— AIM OF THE TASK —
Locate and copy each line in the data that contains the word "below".

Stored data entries
^^^^^^^^

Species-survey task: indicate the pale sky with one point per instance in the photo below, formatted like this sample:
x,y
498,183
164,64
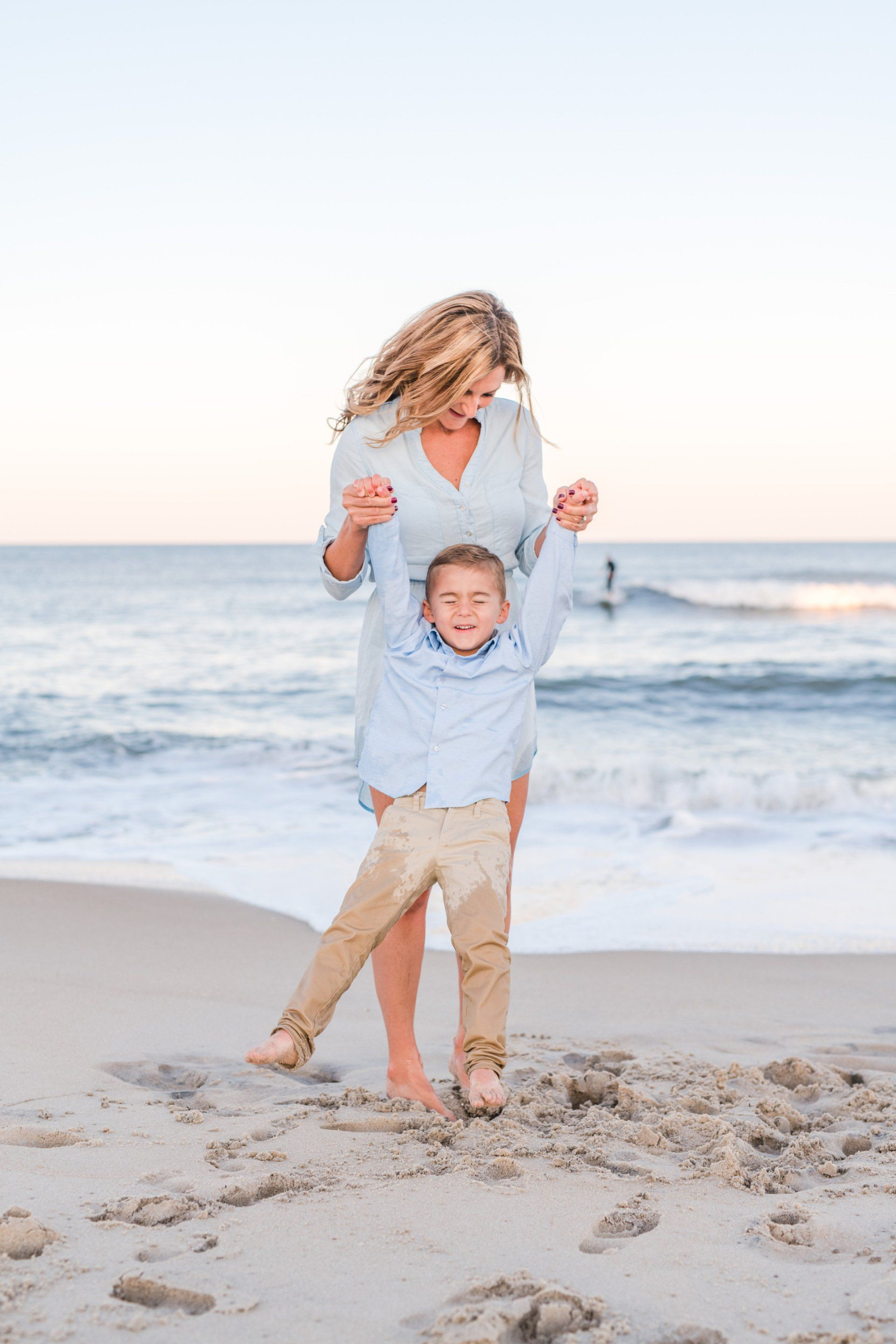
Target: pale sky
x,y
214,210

^^^^^^^^

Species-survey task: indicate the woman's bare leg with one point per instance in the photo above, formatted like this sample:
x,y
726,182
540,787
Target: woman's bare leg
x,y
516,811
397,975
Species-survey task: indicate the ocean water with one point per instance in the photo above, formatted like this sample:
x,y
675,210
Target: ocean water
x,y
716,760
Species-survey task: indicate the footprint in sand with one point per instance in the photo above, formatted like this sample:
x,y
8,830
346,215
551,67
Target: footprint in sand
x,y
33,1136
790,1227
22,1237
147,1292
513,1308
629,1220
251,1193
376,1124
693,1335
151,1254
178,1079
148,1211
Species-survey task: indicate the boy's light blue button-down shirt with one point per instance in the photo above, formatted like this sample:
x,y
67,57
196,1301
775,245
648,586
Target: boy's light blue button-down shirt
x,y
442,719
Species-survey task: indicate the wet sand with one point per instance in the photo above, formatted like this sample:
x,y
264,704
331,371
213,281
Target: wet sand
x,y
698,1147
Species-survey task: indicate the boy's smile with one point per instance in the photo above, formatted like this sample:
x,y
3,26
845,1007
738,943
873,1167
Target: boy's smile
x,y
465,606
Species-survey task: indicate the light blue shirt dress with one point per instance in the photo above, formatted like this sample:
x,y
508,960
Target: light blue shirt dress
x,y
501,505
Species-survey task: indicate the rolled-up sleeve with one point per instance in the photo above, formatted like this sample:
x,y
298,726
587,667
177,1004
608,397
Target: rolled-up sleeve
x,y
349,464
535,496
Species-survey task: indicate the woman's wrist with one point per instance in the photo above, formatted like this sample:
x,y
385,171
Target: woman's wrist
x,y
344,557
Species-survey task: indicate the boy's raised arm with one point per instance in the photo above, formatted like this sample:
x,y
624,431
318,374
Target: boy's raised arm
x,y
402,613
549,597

^^^^^^^^

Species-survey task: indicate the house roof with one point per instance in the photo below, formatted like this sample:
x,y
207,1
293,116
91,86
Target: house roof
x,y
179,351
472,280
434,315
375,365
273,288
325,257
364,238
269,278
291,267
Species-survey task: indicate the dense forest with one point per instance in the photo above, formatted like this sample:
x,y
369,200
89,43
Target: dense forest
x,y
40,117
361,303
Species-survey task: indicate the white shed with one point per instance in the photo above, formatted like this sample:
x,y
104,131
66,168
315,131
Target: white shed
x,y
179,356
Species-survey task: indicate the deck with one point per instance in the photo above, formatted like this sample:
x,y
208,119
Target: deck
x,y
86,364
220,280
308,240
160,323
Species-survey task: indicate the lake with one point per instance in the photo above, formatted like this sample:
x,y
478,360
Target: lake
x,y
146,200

^^^^^^^^

— TASK ANSWER —
Species-survey task: indicate the pale sky with one point per instance in the photo below, formatted like this sample:
Species-survey task: indicate the house roof with one point per instance in the photo below, formatted like this sample:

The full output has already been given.